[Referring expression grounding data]
________

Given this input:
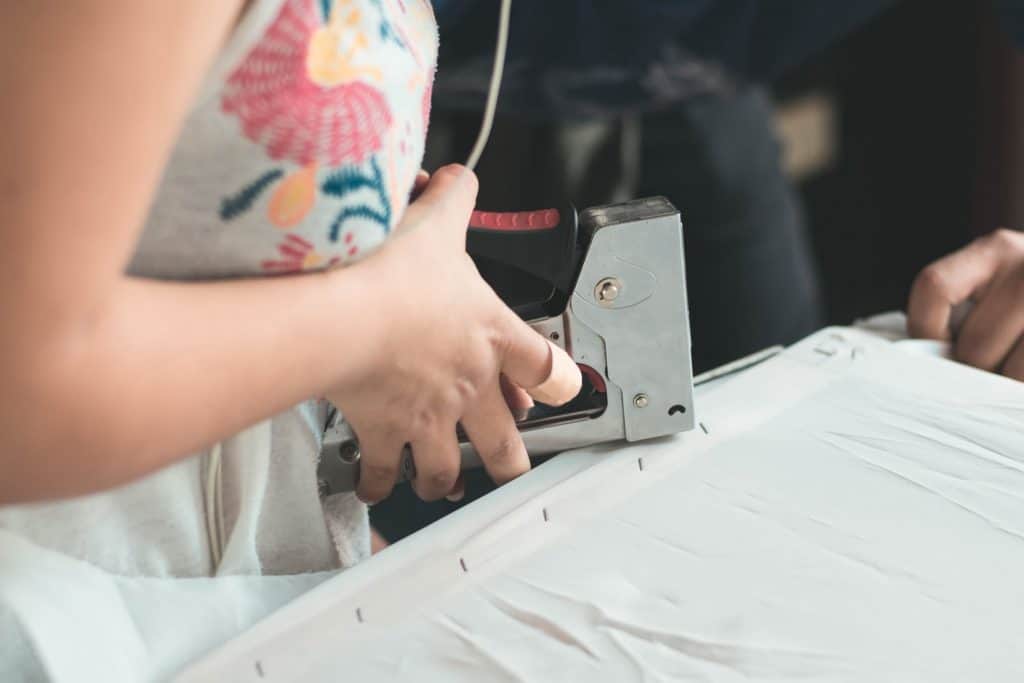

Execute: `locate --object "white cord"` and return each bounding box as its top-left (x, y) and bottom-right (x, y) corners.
top-left (204, 443), bottom-right (225, 571)
top-left (464, 0), bottom-right (511, 171)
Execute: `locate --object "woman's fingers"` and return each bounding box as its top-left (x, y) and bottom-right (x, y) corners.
top-left (408, 427), bottom-right (462, 502)
top-left (355, 428), bottom-right (405, 505)
top-left (460, 383), bottom-right (530, 486)
top-left (500, 313), bottom-right (581, 407)
top-left (999, 335), bottom-right (1024, 381)
top-left (907, 230), bottom-right (1009, 340)
top-left (499, 374), bottom-right (534, 421)
top-left (956, 269), bottom-right (1024, 371)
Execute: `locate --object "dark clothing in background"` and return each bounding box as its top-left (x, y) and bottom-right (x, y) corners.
top-left (638, 93), bottom-right (821, 371)
top-left (431, 0), bottom-right (896, 117)
top-left (431, 0), bottom-right (1024, 118)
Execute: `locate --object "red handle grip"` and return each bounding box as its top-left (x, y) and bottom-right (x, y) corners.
top-left (469, 209), bottom-right (561, 231)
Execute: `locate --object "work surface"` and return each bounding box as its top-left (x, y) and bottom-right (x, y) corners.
top-left (182, 326), bottom-right (1024, 682)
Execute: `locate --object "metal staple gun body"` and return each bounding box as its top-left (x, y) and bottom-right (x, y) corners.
top-left (318, 196), bottom-right (695, 494)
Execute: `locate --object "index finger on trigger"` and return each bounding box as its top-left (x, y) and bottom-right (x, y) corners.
top-left (500, 314), bottom-right (581, 407)
top-left (907, 235), bottom-right (1004, 340)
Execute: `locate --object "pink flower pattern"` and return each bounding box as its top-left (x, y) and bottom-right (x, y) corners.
top-left (221, 0), bottom-right (393, 167)
top-left (216, 0), bottom-right (435, 275)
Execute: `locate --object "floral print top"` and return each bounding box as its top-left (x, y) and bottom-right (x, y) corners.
top-left (129, 0), bottom-right (437, 279)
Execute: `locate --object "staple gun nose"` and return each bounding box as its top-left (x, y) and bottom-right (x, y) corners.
top-left (318, 197), bottom-right (696, 495)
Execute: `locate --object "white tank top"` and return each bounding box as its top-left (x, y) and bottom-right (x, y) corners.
top-left (0, 0), bottom-right (438, 578)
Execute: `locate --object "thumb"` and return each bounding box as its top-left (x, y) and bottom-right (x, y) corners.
top-left (398, 164), bottom-right (478, 240)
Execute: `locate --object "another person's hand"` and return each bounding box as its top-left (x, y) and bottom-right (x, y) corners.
top-left (908, 228), bottom-right (1024, 380)
top-left (328, 165), bottom-right (581, 504)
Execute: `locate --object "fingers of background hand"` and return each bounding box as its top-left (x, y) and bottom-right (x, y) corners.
top-left (500, 315), bottom-right (581, 406)
top-left (408, 427), bottom-right (462, 501)
top-left (355, 429), bottom-right (405, 505)
top-left (499, 374), bottom-right (534, 420)
top-left (908, 231), bottom-right (1007, 340)
top-left (397, 164), bottom-right (478, 238)
top-left (999, 335), bottom-right (1024, 381)
top-left (460, 384), bottom-right (530, 486)
top-left (955, 269), bottom-right (1024, 371)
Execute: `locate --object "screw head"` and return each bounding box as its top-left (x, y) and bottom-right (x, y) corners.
top-left (633, 393), bottom-right (649, 409)
top-left (595, 277), bottom-right (621, 305)
top-left (337, 440), bottom-right (361, 465)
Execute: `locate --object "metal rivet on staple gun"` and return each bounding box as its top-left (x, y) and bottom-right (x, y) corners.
top-left (633, 393), bottom-right (649, 408)
top-left (337, 440), bottom-right (361, 465)
top-left (595, 277), bottom-right (622, 306)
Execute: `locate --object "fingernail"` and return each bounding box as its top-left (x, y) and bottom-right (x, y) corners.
top-left (439, 164), bottom-right (477, 190)
top-left (446, 474), bottom-right (466, 502)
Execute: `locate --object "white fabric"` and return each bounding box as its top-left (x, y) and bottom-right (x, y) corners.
top-left (0, 401), bottom-right (342, 580)
top-left (0, 529), bottom-right (331, 683)
top-left (180, 327), bottom-right (1024, 682)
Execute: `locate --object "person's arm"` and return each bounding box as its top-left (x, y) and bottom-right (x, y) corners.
top-left (0, 2), bottom-right (389, 501)
top-left (0, 3), bottom-right (580, 504)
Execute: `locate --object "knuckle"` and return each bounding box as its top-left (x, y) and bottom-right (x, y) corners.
top-left (911, 265), bottom-right (949, 301)
top-left (486, 433), bottom-right (523, 468)
top-left (415, 463), bottom-right (459, 501)
top-left (452, 375), bottom-right (480, 404)
top-left (473, 323), bottom-right (509, 360)
top-left (987, 228), bottom-right (1021, 251)
top-left (409, 407), bottom-right (439, 434)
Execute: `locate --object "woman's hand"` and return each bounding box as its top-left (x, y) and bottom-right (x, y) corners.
top-left (908, 228), bottom-right (1024, 380)
top-left (329, 165), bottom-right (582, 503)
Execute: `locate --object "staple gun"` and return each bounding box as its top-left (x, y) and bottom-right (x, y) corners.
top-left (317, 196), bottom-right (695, 493)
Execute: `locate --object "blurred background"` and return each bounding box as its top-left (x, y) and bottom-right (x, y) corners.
top-left (427, 0), bottom-right (1024, 338)
top-left (775, 0), bottom-right (1018, 325)
top-left (374, 0), bottom-right (1024, 540)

________

◆ WORK TO BE COMPLETED
Images are to be excluded, and each record above written out word for word.

◆ TASK RESULT
Given this input:

Execute: `locate --object "white cord"` and return each bounding box as its top-left (x, y) and bottom-right (x, y) corners.
top-left (204, 443), bottom-right (225, 571)
top-left (464, 0), bottom-right (511, 171)
Execute: `locate --object "woman's fingers"` and return each bounding box as its top-left (x, y) and bottom-right (x, y) corners.
top-left (408, 427), bottom-right (462, 502)
top-left (355, 428), bottom-right (405, 505)
top-left (460, 383), bottom-right (530, 486)
top-left (500, 313), bottom-right (581, 407)
top-left (999, 335), bottom-right (1024, 381)
top-left (907, 230), bottom-right (1009, 340)
top-left (499, 374), bottom-right (534, 421)
top-left (956, 269), bottom-right (1024, 371)
Execute: `locate --object "dark clothing in background"` and return each bounding box as its top-left (x, y) and bottom-right (x, y) corners.
top-left (638, 93), bottom-right (821, 371)
top-left (431, 0), bottom-right (896, 117)
top-left (431, 0), bottom-right (1024, 118)
Execute: `locate --object "red handle grip"` and return each bounding box as its top-left (x, y) and bottom-right (x, y) corners.
top-left (469, 209), bottom-right (561, 231)
Execute: `locate --object "work surface"` and return each bounding box as its top-left (x, y) and bottom-right (x, y) corners.
top-left (182, 326), bottom-right (1024, 682)
Execute: `locate --object "metal staple gun body"` and return each bounding box as its top-left (x, y) and bottom-right (x, y) corners.
top-left (318, 196), bottom-right (695, 494)
Execute: `locate --object "index finger on trigger"` and return each bounding box as its top-left (x, y) and bottom-right (x, y) corners.
top-left (500, 314), bottom-right (581, 407)
top-left (907, 235), bottom-right (1004, 340)
Execute: `locate --object "pink flower pattern"` and return each bounding box as its top-left (x, y) and bottom-right (x, y) corners.
top-left (221, 0), bottom-right (393, 167)
top-left (216, 0), bottom-right (435, 275)
Execute: `locate --object "floral print top"` and return each bounding box as its top-left (x, y) and bottom-right (x, y) corners.
top-left (129, 0), bottom-right (437, 279)
Execute: `locate --object "staple gun nose"` and return each bounding box as its top-left (x, y) and bottom-right (x, y) corners.
top-left (318, 197), bottom-right (696, 495)
Execute: `locate --object "white tank top"` and return each bounding box as its top-left (x, y) and bottom-right (x, y) corners.
top-left (0, 0), bottom-right (438, 578)
Execute: `locate --object "thumb"` and return each bounding box as its top-left (x, y) and bottom-right (x, y) corners.
top-left (398, 164), bottom-right (478, 240)
Execute: `locate --object "another person's hand"` and return each bounding box as its top-left (x, y) and bottom-right (x, y) corners.
top-left (908, 228), bottom-right (1024, 380)
top-left (328, 165), bottom-right (581, 504)
Execute: `locate --object "fingers of background hand"` and return each bounding box as its top-left (x, y) and bottom-right (x, y) corners.
top-left (500, 315), bottom-right (581, 406)
top-left (408, 427), bottom-right (462, 501)
top-left (355, 429), bottom-right (405, 505)
top-left (499, 374), bottom-right (534, 420)
top-left (908, 231), bottom-right (1007, 340)
top-left (397, 164), bottom-right (478, 238)
top-left (999, 335), bottom-right (1024, 381)
top-left (460, 384), bottom-right (530, 486)
top-left (955, 269), bottom-right (1024, 371)
Execute: `locate --object "screw head"` and return each bounding box as its top-left (x, y) and bottom-right (x, y) corners.
top-left (633, 393), bottom-right (649, 409)
top-left (595, 277), bottom-right (621, 305)
top-left (337, 440), bottom-right (361, 465)
Execute: `locate --object "metal rivet on staple gun"` and return each bounding box as its top-left (x, y) and bottom-right (x, y) corners.
top-left (633, 393), bottom-right (649, 408)
top-left (337, 440), bottom-right (361, 465)
top-left (595, 277), bottom-right (622, 306)
Execute: `locate --object "fingernail"` and return each bounding box as its top-left (x, y) and bottom-right (x, y) corners.
top-left (439, 164), bottom-right (477, 190)
top-left (446, 474), bottom-right (466, 502)
Execute: `locate --object "white fabric"` and return each bounding box as its top-left (x, y) and bottom-right (x, y) corners.
top-left (0, 401), bottom-right (342, 580)
top-left (0, 529), bottom-right (331, 683)
top-left (180, 327), bottom-right (1024, 682)
Execute: `locate --object "person's arm"` and return each bounding box as its top-left (x, y) and bottom-right (x, y) corners.
top-left (0, 2), bottom-right (389, 501)
top-left (0, 3), bottom-right (580, 504)
Execute: `locate --object "knuckle"` and return each bounding box as its top-left (x, y) and bottom-right (x, y) corners.
top-left (911, 265), bottom-right (949, 301)
top-left (486, 433), bottom-right (523, 468)
top-left (415, 463), bottom-right (459, 501)
top-left (452, 375), bottom-right (480, 404)
top-left (473, 323), bottom-right (509, 360)
top-left (987, 228), bottom-right (1021, 251)
top-left (409, 407), bottom-right (439, 434)
Execute: `locate --object "woman's hand"` and return each bounding box as its top-left (x, y) and bottom-right (x, y) corners.
top-left (908, 228), bottom-right (1024, 380)
top-left (329, 165), bottom-right (582, 503)
Execute: `locate --object "staple gun"` and return each bounding box as its top-left (x, y) and bottom-right (x, y) corners.
top-left (317, 196), bottom-right (695, 493)
Execute: `locate --object "blurred background"` and return each bounding box as its top-left (x, y) and bottom-right (x, y) corners.
top-left (427, 0), bottom-right (1024, 338)
top-left (775, 0), bottom-right (1018, 325)
top-left (374, 0), bottom-right (1024, 540)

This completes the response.